:: DATA SECTION ::
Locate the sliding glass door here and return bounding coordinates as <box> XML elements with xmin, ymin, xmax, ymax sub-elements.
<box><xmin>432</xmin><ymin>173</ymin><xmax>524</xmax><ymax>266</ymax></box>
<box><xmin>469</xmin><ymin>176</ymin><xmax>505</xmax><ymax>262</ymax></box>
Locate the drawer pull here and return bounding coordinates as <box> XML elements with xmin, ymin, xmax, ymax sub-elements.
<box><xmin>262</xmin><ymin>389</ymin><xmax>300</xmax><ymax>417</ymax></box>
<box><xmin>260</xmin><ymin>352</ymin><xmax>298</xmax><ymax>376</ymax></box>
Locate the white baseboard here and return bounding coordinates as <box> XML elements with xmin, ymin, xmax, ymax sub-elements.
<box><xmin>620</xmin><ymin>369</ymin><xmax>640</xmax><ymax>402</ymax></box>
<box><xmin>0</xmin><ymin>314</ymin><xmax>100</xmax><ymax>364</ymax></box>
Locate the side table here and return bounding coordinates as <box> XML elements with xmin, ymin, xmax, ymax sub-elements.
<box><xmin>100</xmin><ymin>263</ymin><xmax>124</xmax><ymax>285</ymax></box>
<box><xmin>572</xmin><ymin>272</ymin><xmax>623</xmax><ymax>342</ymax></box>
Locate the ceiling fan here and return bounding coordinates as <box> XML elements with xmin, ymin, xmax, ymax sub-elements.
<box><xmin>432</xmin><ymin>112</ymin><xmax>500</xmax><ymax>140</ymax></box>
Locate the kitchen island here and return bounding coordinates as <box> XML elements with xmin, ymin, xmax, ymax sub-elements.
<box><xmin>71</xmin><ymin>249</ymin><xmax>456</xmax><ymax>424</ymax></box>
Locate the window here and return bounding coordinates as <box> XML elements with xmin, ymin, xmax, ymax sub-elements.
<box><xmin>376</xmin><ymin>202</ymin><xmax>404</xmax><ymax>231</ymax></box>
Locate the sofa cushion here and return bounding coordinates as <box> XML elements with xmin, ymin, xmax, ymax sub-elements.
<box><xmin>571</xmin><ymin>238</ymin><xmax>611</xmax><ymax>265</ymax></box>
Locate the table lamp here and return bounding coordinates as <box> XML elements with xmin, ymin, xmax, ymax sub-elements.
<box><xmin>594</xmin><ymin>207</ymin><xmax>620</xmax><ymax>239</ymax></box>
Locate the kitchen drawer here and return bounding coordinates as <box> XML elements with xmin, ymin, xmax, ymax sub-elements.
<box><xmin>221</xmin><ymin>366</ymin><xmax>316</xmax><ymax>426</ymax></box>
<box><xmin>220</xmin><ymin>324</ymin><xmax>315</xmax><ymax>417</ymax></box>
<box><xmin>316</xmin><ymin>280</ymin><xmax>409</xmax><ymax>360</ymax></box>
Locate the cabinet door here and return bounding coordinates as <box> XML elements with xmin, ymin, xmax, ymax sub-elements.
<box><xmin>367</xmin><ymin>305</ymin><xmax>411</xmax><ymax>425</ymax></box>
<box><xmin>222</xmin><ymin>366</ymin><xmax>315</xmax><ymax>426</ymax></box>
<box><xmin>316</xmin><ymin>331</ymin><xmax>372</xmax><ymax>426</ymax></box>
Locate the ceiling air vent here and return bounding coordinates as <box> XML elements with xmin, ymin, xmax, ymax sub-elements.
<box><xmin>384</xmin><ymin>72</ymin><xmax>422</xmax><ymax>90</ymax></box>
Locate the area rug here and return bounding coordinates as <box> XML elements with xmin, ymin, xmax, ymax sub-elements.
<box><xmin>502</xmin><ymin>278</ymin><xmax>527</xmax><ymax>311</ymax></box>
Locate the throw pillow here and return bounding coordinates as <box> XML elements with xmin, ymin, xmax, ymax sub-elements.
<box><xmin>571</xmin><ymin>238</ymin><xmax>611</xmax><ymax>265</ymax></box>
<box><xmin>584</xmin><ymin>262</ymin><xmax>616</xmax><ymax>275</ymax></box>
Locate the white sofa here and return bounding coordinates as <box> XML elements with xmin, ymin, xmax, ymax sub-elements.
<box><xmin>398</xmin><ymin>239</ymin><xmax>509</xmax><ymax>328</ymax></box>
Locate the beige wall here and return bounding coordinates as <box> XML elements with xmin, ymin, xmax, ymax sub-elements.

:: WHAT YOU ARE ASKED TO DO ::
Please tally the lines in the rows above that contain the string "drawer", treating uppercase and lowercase as different, and reply with only the number.

:: OUTPUT FOR THIS TASK ::
2